### 本文

2016年 トランポでゆく北海道ツーリング3日目

 

 

 

 フェリーの車両甲板

  1 函岳へ

 早く寝たせいか夜中に何度も目がさめた。2時30分には起床して顔をあらったのだが、まだ早いと思いなおしてもう一度横になる。しかし眠れずにいると3時30分に船内放送が入った。船はまもなく小樽港に到着する。小樽の天候は晴れ。気温は19℃とのこと。19℃というのが北海道を感じさせる。

 昨夜は飲みすぎずに早く寝たから体調はよい。しかしさすがにこの時間に朝食はたべられないから、上陸してから牛丼屋の朝定食かコンビニを利用しようと考えていた。

 今回は旅の目的地を3ヶ所に絞り込んでいた。ひとつは美深アイランドに泊まり、函岳を中心とした林道群と宗谷岬や利尻富士の見える道道106号線をはしること。ふたつ目は士幌高原ヌプカの里にキャンプし、ペンケニコロベツ林道やレイサクベツ林道などの十勝岳周辺の林道と川間温泉など。三つ目は別海ふれあいキャンプ場を拠点にして屈斜路湖畔林道、虹別林道などと花咲ガニをたべることである。

 計画はたてていたがこの通りにゆくかは現地にいってみなければわからない。先週までに北海道には三つの台風がたてつづけに上陸していて、各地に崖くずれや川の氾濫、橋の流失や道路の寸断などがおこっている。十勝岳に近い新得町や南富良野町、それに芽室町と大樹町という地区の被害が報道されていた。

 さらにもうひとつの台風が現在九州にいて、北海道にやってくるかもしれない状態なのだ。林道がはしれない場合や荒天のときのための二次的なプランも考えているが、4年ぶりの北海道なので、できれば計画通りに走りたいと思っていた。

 車両甲板が開放された。乗船のときにもつかった二次元コードを船員に示して船倉におりてゆく。車につくといちばんにバイクの固定を確認するが、どこも緩んでいなかった。

######
### データ一覧

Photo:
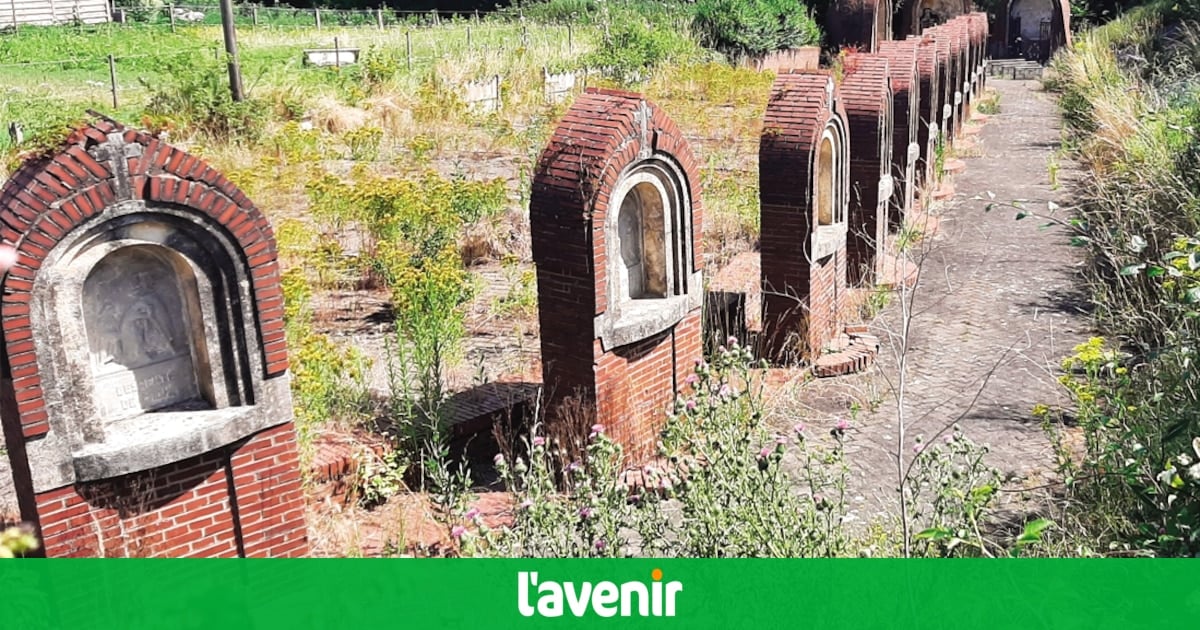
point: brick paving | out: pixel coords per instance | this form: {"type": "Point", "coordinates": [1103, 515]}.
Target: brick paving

######

§ 課題
次の1.〜3.が本文の内容と合っているかを、それぞれ「はい」か「いいえ」で答え、決め手になる本文の言葉をそのまま引用してください。
1. 船内放送によると、小樽の気温は19℃だった。
2. 筆者は船の中で朝食をとるつもりでいた。
3. 今回の北海道は筆者にとって4年ぶりだった。
答えは本文の内容だけを根拠にしてください。

§ 解答
1. はい。「気温は19℃とのこと」
2. いいえ。「しかしさすがにこの時間に朝食はたべられないから、上陸してから牛丼屋の朝定食かコンビニを利用しようと考えていた」
3. はい。「4年ぶりの北海道なので」